PROBLEM DESCRIPTION - Set out the lines of the data below, from the one containing "Target: player in white shirt" through the end, as a Markdown table with the columns "No." and "Line," skipping blank lines and leaving out the pictures.

Excerpts of pointing data:
····················

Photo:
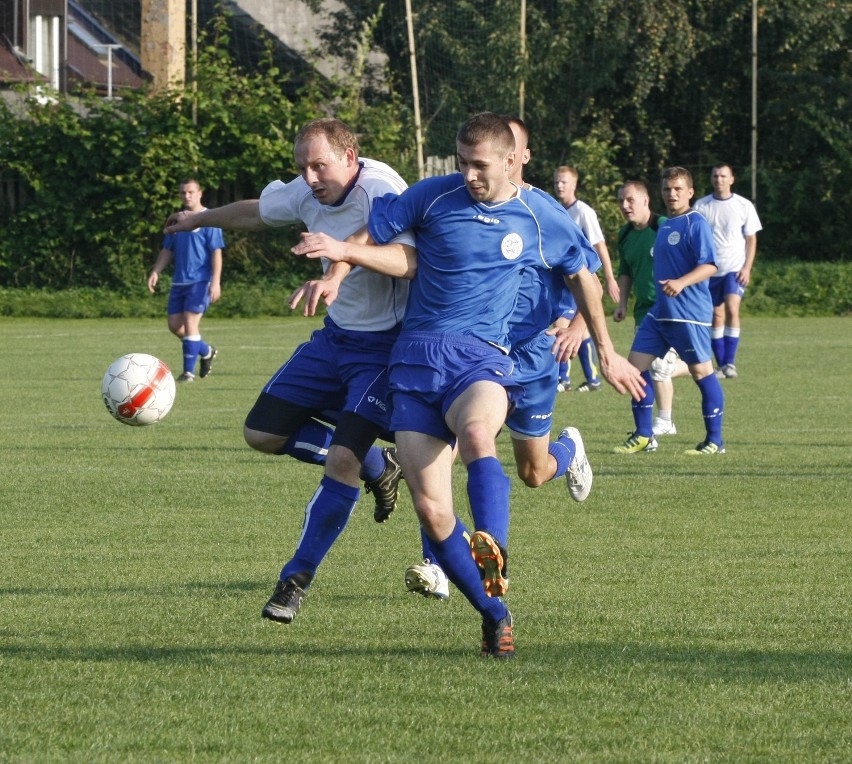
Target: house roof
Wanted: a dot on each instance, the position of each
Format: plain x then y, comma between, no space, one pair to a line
12,69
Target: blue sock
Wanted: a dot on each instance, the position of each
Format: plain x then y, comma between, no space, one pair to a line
453,555
326,516
488,493
428,552
374,464
712,407
643,411
309,443
562,449
732,341
191,346
717,343
586,354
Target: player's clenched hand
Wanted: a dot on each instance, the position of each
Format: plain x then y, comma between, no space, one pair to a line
320,245
622,375
312,292
566,341
179,221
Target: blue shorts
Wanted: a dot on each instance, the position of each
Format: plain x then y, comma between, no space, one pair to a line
189,298
338,370
536,371
691,341
722,286
428,371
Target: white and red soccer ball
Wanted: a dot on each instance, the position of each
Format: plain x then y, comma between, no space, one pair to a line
138,389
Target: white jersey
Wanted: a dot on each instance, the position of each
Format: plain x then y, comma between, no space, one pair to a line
366,301
731,219
585,217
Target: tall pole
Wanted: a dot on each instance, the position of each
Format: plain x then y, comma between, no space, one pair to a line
415,92
522,89
754,101
194,44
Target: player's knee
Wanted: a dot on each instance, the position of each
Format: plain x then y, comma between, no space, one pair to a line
530,476
265,442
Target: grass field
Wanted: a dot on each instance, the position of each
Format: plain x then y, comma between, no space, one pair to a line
691,610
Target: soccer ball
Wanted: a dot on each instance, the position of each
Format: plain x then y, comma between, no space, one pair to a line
138,389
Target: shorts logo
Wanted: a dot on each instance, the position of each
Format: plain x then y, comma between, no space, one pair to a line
376,402
512,246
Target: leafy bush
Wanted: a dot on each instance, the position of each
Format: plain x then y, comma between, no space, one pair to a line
777,289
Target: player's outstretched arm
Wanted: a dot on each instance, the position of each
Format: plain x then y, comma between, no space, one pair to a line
616,369
396,260
325,289
238,216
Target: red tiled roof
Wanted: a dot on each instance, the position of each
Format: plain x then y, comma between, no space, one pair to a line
84,65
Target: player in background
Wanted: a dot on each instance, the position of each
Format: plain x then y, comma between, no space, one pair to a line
450,375
684,260
735,225
565,185
343,367
197,256
636,272
541,302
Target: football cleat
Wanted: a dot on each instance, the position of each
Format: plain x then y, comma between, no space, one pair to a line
664,427
497,638
427,579
706,448
589,387
385,487
636,443
206,363
491,559
284,602
579,475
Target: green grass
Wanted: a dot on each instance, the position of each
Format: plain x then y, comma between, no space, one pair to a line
691,610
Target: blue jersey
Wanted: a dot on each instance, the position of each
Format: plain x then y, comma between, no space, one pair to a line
682,244
471,255
192,252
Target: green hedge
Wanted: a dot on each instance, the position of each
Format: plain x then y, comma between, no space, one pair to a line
777,289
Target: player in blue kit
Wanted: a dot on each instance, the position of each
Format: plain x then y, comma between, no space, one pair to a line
542,300
684,259
450,374
197,255
341,372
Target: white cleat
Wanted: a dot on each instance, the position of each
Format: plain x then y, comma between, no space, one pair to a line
427,579
579,475
664,427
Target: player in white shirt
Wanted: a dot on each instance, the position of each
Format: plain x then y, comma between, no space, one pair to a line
735,225
340,374
565,186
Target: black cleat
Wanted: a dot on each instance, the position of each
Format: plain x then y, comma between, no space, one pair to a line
284,602
207,363
386,486
497,641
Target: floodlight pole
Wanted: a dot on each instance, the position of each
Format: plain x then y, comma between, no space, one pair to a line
522,89
109,47
754,102
415,92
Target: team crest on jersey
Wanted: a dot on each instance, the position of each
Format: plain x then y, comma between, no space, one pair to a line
512,246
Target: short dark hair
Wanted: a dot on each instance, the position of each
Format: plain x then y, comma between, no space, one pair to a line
672,173
487,127
339,135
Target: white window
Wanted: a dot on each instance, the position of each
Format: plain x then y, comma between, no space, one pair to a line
43,46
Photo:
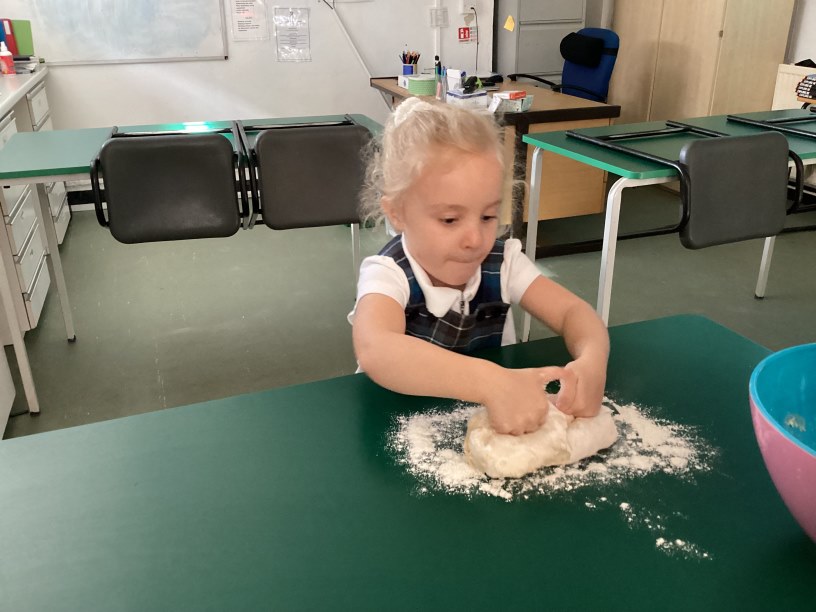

····················

TASK RESPONSE -
| No. | Line |
|---|---|
| 1 | Target: player in white shirt |
| 2 | Wanted: a dot on each instance, the position of each |
| 3 | Format: plain x then y, comma between, no space, one pair to a line |
| 4 | 735,225 |
| 5 | 340,374 |
| 6 | 565,186 |
| 7 | Target: black cleat |
| 8 | Wanted: a dot on each instance, the position of each |
| 9 | Format: plain x then y, comma between, no space, one pair to a line |
| 10 | 284,602 |
| 11 | 207,363 |
| 12 | 386,486 |
| 13 | 497,641 |
| 14 | Target: floodlight pole |
| 15 | Wanted: a dot on each instance, the position of each |
| 16 | Format: plain x then y, comma between, no space, one pair to a line |
| 17 | 522,89 |
| 18 | 109,47 |
| 19 | 754,102 |
| 20 | 415,92 |
| 21 | Target: team crest on jersey |
| 22 | Wanted: a dot on each instance, the position of each |
| 23 | Format: plain x then y, comma between, no space, one pair to a line |
| 24 | 512,246 |
| 25 | Target: short dark hair |
| 26 | Wanted: a dot on each instance, the position of each |
| 27 | Format: plain x then y, comma between, no space, one pair to a line |
| 28 | 672,173 |
| 29 | 487,127 |
| 30 | 339,135 |
| 31 | Target: white window |
| 32 | Wanted: a dot on each instance, the position of each |
| 33 | Format: plain x then y, comma between, no space, one pair to a line |
| 34 | 43,46 |
| 35 | Photo: |